▶ _To be done_:
(a) Using the text on the Facebook data study, answer the following:
(i) What incentive did study participants receive?
(ii) Which two kinds of Facebook archive data does the article use?
(iii) How many music genres did the survey measure?
(b) Count the lines in the rows that contain the string "headstone", treating uppercase and lowercase as different, and reply with the number alone.

▶ _Reading text_:

Study participants received an incentive of 10 Euros. The market research company used its existing participant pool for recruitment. In addition, they also recruited people through student cooperatives. Before starting the study, participants were asked to sign an informed consent form 1 . Importantly, preserving participants’ privacy was a key issue in this data collection process. To ensure this, the raw data were anonymized right after the export. An R script that replaced all person names with hashed IDs was run by the interviewer while the respondent was present (this is similar to the approach employed by Mancosu and Vegetti, 2020). The raw Facebook data was deleted after the anonymization process. The market research company only shared the anonymized data with the principal investigator of the study.
We did not ask for access to the full Facebook activity data because of privacy issues. Our database does not contain private messages, search histories, and marketplace activities. Still, the data covers a wide range of Facebook activities: posts, comments, likes and reactions, pages, friends, profile, and ads data. In this article, we are using the page likes and the ads data from the archives.
Besides sharing their Facebook data, participants had to fill out an online questionnaire. Questions about politics, media usage, self-representation, mental health, spare-time activities, and musical preferences were asked from the participants. As we have a convenience sample, we cannot investigate reliability or external validity of our statistics. However, their internal validity can be assessed through a comparison of survey and FB data.
Indicators and basic statistics
In our survey study, we decided to use the genre-based approach (for other studies using the same approach see eg. Colley, 2008, George at al., 2007, Delsing et al, 2008 and Schäfer and Sedlmeier, 2009). We measured nine music genres (classical music, electronic music, hip-hop, jazz/blues, pop, rap, rock, world-music and ‘mulatós’), using a 1–7 Likert scale (one means absolutely do not like the genre, and seven means really like it). We decided to develop our own list of genres. There is no consensus in the literature about the genre classification. In the psychology field STOMP-R with 23 genres (Rentfrow and Gosling, 2003) is used by many scholars. In sociology, it depends on the study. In the 1993 GSS module, 18 genres were measured (Lizardo and Skiles, 2015). In the Art of England 2001 survey, only four genres were used (Chan and Goldthorpe, 2007). The number of measured music genres varies between the studies. We tried to find a balance here when we planned the survey module. We aimed at adapting the list to the Hungarian local context (see ‘mulatós’, a special Hungarian genre) and also, we kept the number of genres rather low to make them broad enough to be easily reproducible from Facebook data. Finally, the genres were chosen to be easily recognizable to respondents and to be of current validity.

▶ _Records to process_:
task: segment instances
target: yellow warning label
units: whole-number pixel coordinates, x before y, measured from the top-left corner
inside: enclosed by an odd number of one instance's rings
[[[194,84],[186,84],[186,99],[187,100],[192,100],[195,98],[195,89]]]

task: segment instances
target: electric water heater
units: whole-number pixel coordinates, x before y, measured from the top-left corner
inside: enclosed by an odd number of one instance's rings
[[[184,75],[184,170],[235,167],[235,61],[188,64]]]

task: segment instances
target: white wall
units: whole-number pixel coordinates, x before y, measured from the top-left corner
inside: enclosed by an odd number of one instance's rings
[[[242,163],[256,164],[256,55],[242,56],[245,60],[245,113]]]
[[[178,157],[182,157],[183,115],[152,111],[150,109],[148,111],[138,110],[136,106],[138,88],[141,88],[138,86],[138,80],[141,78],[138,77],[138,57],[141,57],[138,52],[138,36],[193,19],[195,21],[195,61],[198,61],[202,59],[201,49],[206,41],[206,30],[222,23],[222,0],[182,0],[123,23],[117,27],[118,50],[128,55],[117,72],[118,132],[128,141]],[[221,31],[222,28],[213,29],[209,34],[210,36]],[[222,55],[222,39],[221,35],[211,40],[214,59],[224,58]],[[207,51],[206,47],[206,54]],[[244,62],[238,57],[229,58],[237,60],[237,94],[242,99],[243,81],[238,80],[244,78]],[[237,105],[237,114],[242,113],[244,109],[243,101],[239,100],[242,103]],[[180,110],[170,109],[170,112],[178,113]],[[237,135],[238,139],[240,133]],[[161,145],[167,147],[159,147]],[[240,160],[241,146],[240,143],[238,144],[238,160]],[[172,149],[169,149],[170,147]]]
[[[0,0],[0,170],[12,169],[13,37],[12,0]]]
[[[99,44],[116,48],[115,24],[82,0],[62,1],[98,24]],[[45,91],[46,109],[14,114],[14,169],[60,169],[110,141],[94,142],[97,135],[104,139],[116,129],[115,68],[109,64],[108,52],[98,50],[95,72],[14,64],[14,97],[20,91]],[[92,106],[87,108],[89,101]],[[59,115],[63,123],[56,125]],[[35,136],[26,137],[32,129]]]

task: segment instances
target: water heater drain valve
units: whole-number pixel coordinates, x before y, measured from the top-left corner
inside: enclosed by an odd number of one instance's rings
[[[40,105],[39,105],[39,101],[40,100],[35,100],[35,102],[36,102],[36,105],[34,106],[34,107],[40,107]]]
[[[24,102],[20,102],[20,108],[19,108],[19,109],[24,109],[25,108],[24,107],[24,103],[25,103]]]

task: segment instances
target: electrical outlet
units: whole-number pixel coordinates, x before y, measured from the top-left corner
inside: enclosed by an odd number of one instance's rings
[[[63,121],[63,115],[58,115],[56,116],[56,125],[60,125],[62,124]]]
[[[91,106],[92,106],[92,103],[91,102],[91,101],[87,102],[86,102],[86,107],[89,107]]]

---

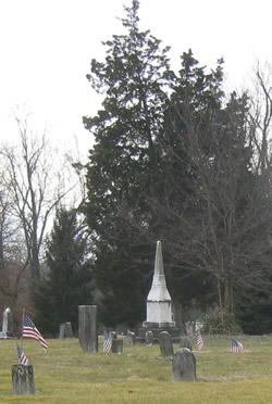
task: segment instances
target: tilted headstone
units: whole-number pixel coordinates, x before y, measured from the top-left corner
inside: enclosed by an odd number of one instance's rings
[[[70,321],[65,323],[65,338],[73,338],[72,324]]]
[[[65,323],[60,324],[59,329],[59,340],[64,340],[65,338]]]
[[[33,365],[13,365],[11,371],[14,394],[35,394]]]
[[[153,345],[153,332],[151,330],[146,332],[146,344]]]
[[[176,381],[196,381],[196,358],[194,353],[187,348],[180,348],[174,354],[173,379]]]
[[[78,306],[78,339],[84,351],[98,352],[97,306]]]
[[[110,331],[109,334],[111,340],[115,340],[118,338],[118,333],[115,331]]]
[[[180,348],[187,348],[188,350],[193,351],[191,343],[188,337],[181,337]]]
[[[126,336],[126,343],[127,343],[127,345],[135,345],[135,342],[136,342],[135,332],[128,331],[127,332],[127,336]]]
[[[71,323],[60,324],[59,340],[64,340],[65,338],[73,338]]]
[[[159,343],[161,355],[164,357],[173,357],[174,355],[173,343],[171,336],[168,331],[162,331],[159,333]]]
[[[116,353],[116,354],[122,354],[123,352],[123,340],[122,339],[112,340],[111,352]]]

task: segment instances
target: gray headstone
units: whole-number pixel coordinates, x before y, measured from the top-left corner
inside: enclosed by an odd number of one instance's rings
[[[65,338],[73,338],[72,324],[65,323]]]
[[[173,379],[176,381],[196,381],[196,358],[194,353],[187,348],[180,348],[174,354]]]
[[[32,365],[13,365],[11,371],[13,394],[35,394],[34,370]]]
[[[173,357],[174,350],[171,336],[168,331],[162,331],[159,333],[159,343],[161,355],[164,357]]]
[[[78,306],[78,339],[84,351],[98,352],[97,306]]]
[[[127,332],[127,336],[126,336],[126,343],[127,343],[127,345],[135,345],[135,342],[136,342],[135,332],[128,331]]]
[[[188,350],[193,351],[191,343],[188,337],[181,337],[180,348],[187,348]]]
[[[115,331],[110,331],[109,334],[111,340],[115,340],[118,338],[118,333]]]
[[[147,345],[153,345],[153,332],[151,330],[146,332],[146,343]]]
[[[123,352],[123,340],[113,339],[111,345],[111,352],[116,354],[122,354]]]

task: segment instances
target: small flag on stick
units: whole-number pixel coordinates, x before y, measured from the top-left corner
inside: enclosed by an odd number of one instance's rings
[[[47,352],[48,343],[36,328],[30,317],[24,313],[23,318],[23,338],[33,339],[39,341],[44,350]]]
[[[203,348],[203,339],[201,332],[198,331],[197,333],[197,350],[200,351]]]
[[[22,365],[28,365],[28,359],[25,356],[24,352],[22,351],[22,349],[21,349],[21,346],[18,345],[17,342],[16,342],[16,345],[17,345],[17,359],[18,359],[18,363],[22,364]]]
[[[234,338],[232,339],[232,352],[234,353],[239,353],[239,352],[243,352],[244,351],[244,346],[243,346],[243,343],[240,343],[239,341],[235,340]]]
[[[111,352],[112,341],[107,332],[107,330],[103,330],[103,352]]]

▶ _Answers by task_:
(a)
(i) 10 Euros
(ii) The page likes and the ads data
(iii) Nine

(b) 2